Challenge 1 ▸
Copy the stretch from "A distributed system is" through "a communication network." word for word from the passage on distributed file systems.
Challenge 2 ▸
Write out all the rows below again, changing "audience seated in chair" to "seated spectator" and leaving everything else untouched.

Given text ▸
_ _ _ _ _ _ _

A client machine is sometimes faced with the problem of deciding whether a locally cached copy of data is consistent with the master copy (and hence can be used). If the client machine determines that its cached data are out of date, it must cache an up-to-date copy of the data before allowing further accesses. There are two approaches to verifying the validity of cached data:

Client-initiated approach. The client initiates a validity check, in which it contacts the server and checks whether the local data are consistent with the master copy. The frequency of the validity checking is the crux of this approach and determines the resulting consistency semantics. It can range from a check before every access to a check only on first access to a file (on file open, basically). Every access coupled with a validity check is delayed, compared with an access served immediately by the cache. Alternatively, checks can be initiated at fixed time intervals. Depending on its frequency, the validity check can load both the network and the server.
Server-initiated approach. The server records, for each client, the files (or parts of files) that it caches. When the server detects a potential inconsistency, it must react. A potential for inconsistency occurs when two different clients in conflicting modes cache a file. If UNIX semantics (Section 11.5.3) is implemented, we can resolve the potential inconsistency by having the server play an active role. The server must be notified whenever a file is opened, and the intended mode (read or write) must be indicated for every open. The server can then act when it detects that a file has been opened simultaneously in conflicting modes by disabling caching for that particular file. Actually, disabling caching results in switching to a remote-service mode of operation.

Distributed file systems are in common use today, providing file sharing within LANs and across WANs as well. The complexity of implementing such a system should not be underestimated, especially considering that it must be operating-system independent for widespread adoption and must provide availability and good performance in the presence of long distances and sometimes-frail networking.

17.10 Summary

A distributed system is a collection of processors that do not share memory or a clock. Instead, each processor has its own local memory, and the processors communicate with one another through various communication lines, such as high-speed buses and the Internet. The processors in a distributed system vary in size and function. They may include small microprocessors, personal computers, and large general-purpose computer systems. The processors in the system are connected through a communication network.

A distributed system provides the user with access to all system resources. Access to a shared resource can be provided by data migration, computation migration, or process migration. The access can be specified by the user or implicitly supplied by the operating system and applications.

Communications within a distributed system may occur via circuit switching, message switching, or packet switching. Packet switching is the method most commonly used on data networks. Through these methods, messages can be exchanged by nodes in the system.

_ _ _ _ _ _ _

Record set ▸
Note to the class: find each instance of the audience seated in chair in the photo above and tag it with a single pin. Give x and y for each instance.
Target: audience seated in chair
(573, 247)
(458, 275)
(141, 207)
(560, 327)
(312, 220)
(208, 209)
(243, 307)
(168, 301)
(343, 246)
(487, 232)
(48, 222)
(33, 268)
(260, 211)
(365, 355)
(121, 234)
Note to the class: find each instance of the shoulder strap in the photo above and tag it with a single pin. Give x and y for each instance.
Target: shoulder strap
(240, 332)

_ _ _ _ _ _ _

Task result 1 ▸
A distributed system is a collection of processors that do not share memory or a clock. Instead, each processor has its own local memory, and the processors communicate with one another through various communication lines, such as high-speed buses and the Internet. The processors in a distributed system vary in size and function. They may include small microprocessors, personal computers, and large general-purpose computer systems. The processors in the system are connected through a communication network.

Task result 2 ▸
Note to the class: find each instance of the seated spectator in the photo above and tag it with a single pin. Give x and y for each instance.
Target: seated spectator
(573, 247)
(458, 275)
(141, 207)
(560, 327)
(312, 220)
(208, 209)
(243, 307)
(168, 301)
(343, 246)
(487, 232)
(48, 222)
(33, 268)
(260, 211)
(365, 355)
(121, 234)
Note to the class: find each instance of the shoulder strap in the photo above and tag it with a single pin. Give x and y for each instance.
Target: shoulder strap
(240, 332)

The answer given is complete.